Some records:

****************

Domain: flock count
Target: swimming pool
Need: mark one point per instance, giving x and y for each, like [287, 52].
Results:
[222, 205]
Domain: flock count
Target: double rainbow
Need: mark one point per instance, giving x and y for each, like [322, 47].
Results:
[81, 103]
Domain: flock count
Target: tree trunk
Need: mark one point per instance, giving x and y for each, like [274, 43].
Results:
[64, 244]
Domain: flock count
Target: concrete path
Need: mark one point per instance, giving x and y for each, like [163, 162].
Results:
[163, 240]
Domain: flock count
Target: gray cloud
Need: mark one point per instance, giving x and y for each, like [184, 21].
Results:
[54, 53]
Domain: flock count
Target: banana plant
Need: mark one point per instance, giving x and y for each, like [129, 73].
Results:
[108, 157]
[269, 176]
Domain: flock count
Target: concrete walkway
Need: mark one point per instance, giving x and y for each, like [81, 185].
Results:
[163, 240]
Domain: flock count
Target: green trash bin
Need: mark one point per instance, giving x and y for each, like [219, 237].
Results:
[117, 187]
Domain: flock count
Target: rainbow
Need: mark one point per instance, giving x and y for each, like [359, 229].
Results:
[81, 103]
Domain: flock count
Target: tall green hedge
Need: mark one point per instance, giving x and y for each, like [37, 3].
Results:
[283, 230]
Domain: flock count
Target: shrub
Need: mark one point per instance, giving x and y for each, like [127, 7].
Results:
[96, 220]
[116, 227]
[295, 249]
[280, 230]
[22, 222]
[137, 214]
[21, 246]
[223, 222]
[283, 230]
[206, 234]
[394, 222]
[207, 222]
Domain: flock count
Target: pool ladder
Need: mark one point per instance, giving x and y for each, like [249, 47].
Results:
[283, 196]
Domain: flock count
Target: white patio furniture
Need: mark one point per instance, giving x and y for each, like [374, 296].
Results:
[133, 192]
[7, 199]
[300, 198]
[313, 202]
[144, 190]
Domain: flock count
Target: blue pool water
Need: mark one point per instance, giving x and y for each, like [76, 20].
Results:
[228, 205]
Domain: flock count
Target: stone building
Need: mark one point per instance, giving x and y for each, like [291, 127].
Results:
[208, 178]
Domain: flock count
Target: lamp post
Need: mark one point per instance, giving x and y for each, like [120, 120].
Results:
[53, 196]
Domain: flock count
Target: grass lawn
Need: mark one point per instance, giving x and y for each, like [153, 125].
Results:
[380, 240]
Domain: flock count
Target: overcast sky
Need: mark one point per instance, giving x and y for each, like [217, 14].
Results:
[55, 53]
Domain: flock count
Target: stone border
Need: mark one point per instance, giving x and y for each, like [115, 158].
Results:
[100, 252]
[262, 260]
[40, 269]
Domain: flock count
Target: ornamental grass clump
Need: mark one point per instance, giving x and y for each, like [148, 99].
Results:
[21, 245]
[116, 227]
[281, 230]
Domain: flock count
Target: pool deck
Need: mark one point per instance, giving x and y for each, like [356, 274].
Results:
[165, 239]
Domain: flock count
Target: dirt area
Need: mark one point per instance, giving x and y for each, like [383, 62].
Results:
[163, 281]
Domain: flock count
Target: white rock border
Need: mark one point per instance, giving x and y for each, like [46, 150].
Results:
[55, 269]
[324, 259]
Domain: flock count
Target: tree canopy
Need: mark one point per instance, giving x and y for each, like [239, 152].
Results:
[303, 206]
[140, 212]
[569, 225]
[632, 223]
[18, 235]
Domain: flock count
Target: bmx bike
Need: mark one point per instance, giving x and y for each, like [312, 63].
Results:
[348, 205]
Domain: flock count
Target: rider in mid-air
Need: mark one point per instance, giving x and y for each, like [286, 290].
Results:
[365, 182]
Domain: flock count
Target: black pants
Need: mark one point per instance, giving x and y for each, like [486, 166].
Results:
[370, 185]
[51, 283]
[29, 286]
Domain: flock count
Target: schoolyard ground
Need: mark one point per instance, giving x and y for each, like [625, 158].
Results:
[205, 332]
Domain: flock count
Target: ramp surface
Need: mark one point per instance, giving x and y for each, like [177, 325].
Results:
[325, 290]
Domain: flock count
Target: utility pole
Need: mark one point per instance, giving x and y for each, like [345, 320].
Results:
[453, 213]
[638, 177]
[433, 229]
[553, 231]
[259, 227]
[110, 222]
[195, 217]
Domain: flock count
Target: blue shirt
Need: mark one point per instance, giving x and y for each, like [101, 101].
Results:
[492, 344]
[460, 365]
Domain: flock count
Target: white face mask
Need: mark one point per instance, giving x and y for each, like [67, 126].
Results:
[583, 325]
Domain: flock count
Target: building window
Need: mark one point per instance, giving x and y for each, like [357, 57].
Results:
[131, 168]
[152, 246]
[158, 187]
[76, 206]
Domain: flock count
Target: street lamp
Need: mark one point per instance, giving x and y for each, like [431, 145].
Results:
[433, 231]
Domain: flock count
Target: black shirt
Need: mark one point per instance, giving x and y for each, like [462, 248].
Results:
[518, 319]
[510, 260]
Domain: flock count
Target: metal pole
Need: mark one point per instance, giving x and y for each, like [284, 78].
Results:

****************

Written instruction: Copy each record from above exactly, and include every line.

Result:
Domain: flock count
Target: swimming pool
Need: mark one point per instance, giving x and y for each, like [287, 52].
Results:
[222, 205]
Domain: flock count
Target: double rainbow
Need: mark one point per instance, giving x and y for each, like [322, 47].
Results:
[81, 103]
Domain: flock count
Target: tree trunk
Need: mark one point per instance, giving x and y for each, like [274, 43].
Results:
[64, 244]
Domain: flock count
Target: concrete path
Need: mark one point per instance, giving x and y for each, like [163, 162].
Results:
[163, 240]
Domain: flock count
Target: gray cloud
Need: mark one point per instance, giving x and y for each, like [184, 21].
Results:
[54, 53]
Domain: flock count
Target: banana plant
Need: mark one point per instance, giving x and y for each, like [129, 73].
Results:
[108, 157]
[269, 176]
Domain: flock count
Target: concrete walkway
Need: mark one point per instance, giving x and y for each, like [81, 185].
Results:
[163, 240]
Domain: flock count
Target: green trash bin
Need: mark one point per instance, giving x and y for each, like [219, 237].
Results:
[117, 187]
Domain: flock count
Target: rainbow
Need: mark one point per instance, giving x and y for each, like [359, 229].
Results:
[81, 103]
Domain: flock count
Target: tall green hedge
Need: mark one point per instance, giving x and y for each, like [37, 3].
Results:
[283, 230]
Domain: flock count
Target: shrub
Need: mark one point per instance, giving x and y for each, like [127, 7].
Results:
[96, 220]
[116, 227]
[295, 249]
[280, 230]
[22, 222]
[137, 214]
[21, 246]
[223, 222]
[283, 230]
[206, 234]
[394, 222]
[207, 222]
Domain: flock count
Target: pool ladder
Need: mark one point per instance, giving x and y for each, like [249, 47].
Results:
[283, 196]
Domain: flock count
Target: white patio furniture
Need: mark one point per instance, giving x and y for each, like [374, 296].
Results:
[133, 192]
[7, 199]
[300, 198]
[313, 202]
[144, 190]
Domain: flock count
Target: blue pool water
Need: mark one point per instance, giving x and y for each, like [76, 20].
Results:
[228, 205]
Domain: flock count
Target: stone building
Need: mark one point per instance, giving x and y for each, like [291, 127].
Results:
[208, 178]
Domain: flock count
Target: lamp post
Need: mark one point per instance, giving x and y for each, like [120, 120].
Results:
[53, 196]
Domain: flock count
Target: grass lawn
Need: mark one point per instance, giving x and y for each, like [153, 125].
Results:
[380, 240]
Domain: flock count
Target: overcast sky
Need: mark one point per instance, giving x and y for each, like [217, 14].
Results:
[55, 53]
Domain: flock count
Target: stone border
Need: mark one point per instance, giving x and y for each, like [115, 158].
Results:
[100, 252]
[262, 260]
[40, 269]
Domain: flock count
Target: ornamental grass clump
Need: mark one point per instance, giving x and y for each, like [148, 99].
Results:
[21, 245]
[116, 227]
[281, 230]
Domain: flock count
Target: pool deck
Need: mark one point per instance, giving x and y for each, like [356, 274].
Results:
[165, 239]
Domain: flock count
Target: dirt area
Need: mark one point per instance, giving x and y for each, like [383, 62].
Results:
[163, 281]
Domain: flock count
Target: white rock border
Need: mark one point per instance, giving x and y for each, like [46, 150].
Results:
[55, 269]
[324, 259]
Domain: flock count
Target: tree canopy
Need: mark one point per instance, giving x and y for each, like [239, 152].
Results:
[303, 206]
[140, 212]
[569, 225]
[632, 223]
[18, 235]
Domain: flock count
Target: bmx bike
Need: mark one point per instance, giving x and y for each, like [312, 63].
Results:
[348, 205]
Domain: flock count
Target: rider in mid-air
Need: mark one point per instance, giving x and y for each, like [286, 290].
Results:
[365, 182]
Domain: flock count
Target: black pants
Need: mark one point per instance, giving x and y for each, like [486, 166].
Results:
[370, 185]
[51, 283]
[29, 286]
Domain: flock count
Target: schoolyard ground
Need: mark one point per instance, giving x and y for each, like [625, 158].
Results:
[205, 332]
Domain: flock count
Target: ramp surface
Need: mark one point per instance, giving x and y for each, like [177, 325].
Results:
[325, 290]
Domain: flock count
Target: utility pole
Need: mark one point per instance, giving x and y for each, like [345, 320].
Results:
[453, 213]
[638, 177]
[433, 229]
[553, 231]
[259, 227]
[110, 222]
[195, 217]
Domain: flock count
Target: blue shirt
Need: mark one point per instance, giving x and y for each, like [101, 101].
Results:
[492, 344]
[460, 365]
Domain: flock count
Target: white face mask
Need: mark one point per instance, giving x and y for each, like [67, 126].
Results:
[583, 325]
Domain: flock count
Target: building window
Need: mark one point per instance, giving x and y for each, like [357, 57].
Results:
[131, 168]
[152, 246]
[158, 187]
[76, 206]
Domain: flock count
Target: street lamp
Need: mark one point per instance, giving x and y for each, like [431, 145].
Results:
[433, 231]
Domain: flock count
Target: black shirt
Need: mark one point per instance, giving x and y for each, like [462, 248].
Results:
[518, 319]
[510, 260]
Domain: flock count
Target: metal pole
Need: mark one point per instance, giving x and y for each, like [284, 78].
Results:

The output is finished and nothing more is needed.